▸ やること
(1) 「いちごいちえ」の紹介文によると、この曲の作詞・作曲をしたのは誰ですか。
(2) 「いちごいちえ」の紹介文から、「作詞・作曲を手がけたのは、C」で始まり「めいて響くのではないか……。」まで続く部分を、そのまま書き写してください。

▸ 読む文章
━━━━━━━━━━━━━━━━━━━━
一期一会とは、茶道を源とする言葉で、生涯に一度きりのことと思い、誠意を尽くすことを意味する。結成以来、目の前のことに対してひたむきに向き合い、誠心誠意取り組んできたももクロに、これほどふさわしいタイトルもないだろう。

歌詞には、“5475文字の手紙”や“4文字の「ありがと」”など、彼女たちがこれまで歩んできた日々や、モノノフ(ももクロのファンの呼称)をはじめとする彼女たちを支えてくれた人たちへ向けた、ありったけの想いが詰め込まれた言葉が並ぶ。

作詞・作曲を手がけたのは、CLIEVY(C&K)、編曲は小松一也で、これは、10周年記念ソング「クローバーとダイヤモンド」と同じ座組である。ウォームでオーガニックなサウンドや歌唱が柔らかく心地よい10周年記念ソングからは、がむしゃらに走り続けてきた彼女たちに与えられた束の間の休息や、ふっと立ち止まって現在地を確認したかのような印象を受けた。



一方、本作は光が感じられるキラキラとしたイントロに始まり、15周年という区切りを迎えた4人の、明るい前途を予感させるナンバーに仕上がっている。確かに、グループもソロ活動も充実し、4人は輝くばかりだ。しかし、これまで歩んできた道のりは光に包まれていたとは言い難い。むしろ、度重なるピンチを乗り越えてたどり着いた今が晴れやかだからこそ、この「いちごいちえ」はひと際、煌めいて響くのではないか……。
━━━━━━━━━━━━━━━━━━━━
▸ 渡されたデータ
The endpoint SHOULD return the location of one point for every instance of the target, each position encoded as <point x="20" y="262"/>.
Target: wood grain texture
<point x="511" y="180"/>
━━━━━━━━━━━━━━━━━━━━
▸ それぞれの答え
(1) CLIEVY(C&K)です。

(2)
作詞・作曲を手がけたのは、CLIEVY(C&K)、編曲は小松一也で、これは、10周年記念ソング「クローバーとダイヤモンド」と同じ座組である。ウォームでオーガニックなサウンドや歌唱が柔らかく心地よい10周年記念ソングからは、がむしゃらに走り続けてきた彼女たちに与えられた束の間の休息や、ふっと立ち止まって現在地を確認したかのような印象を受けた。



一方、本作は光が感じられるキラキラとしたイントロに始まり、15周年という区切りを迎えた4人の、明るい前途を予感させるナンバーに仕上がっている。確かに、グループもソロ活動も充実し、4人は輝くばかりだ。しかし、これまで歩んできた道のりは光に包まれていたとは言い難い。むしろ、度重なるピンチを乗り越えてたどり着いた今が晴れやかだからこそ、この「いちごいちえ」はひと際、煌めいて響くのではないか……。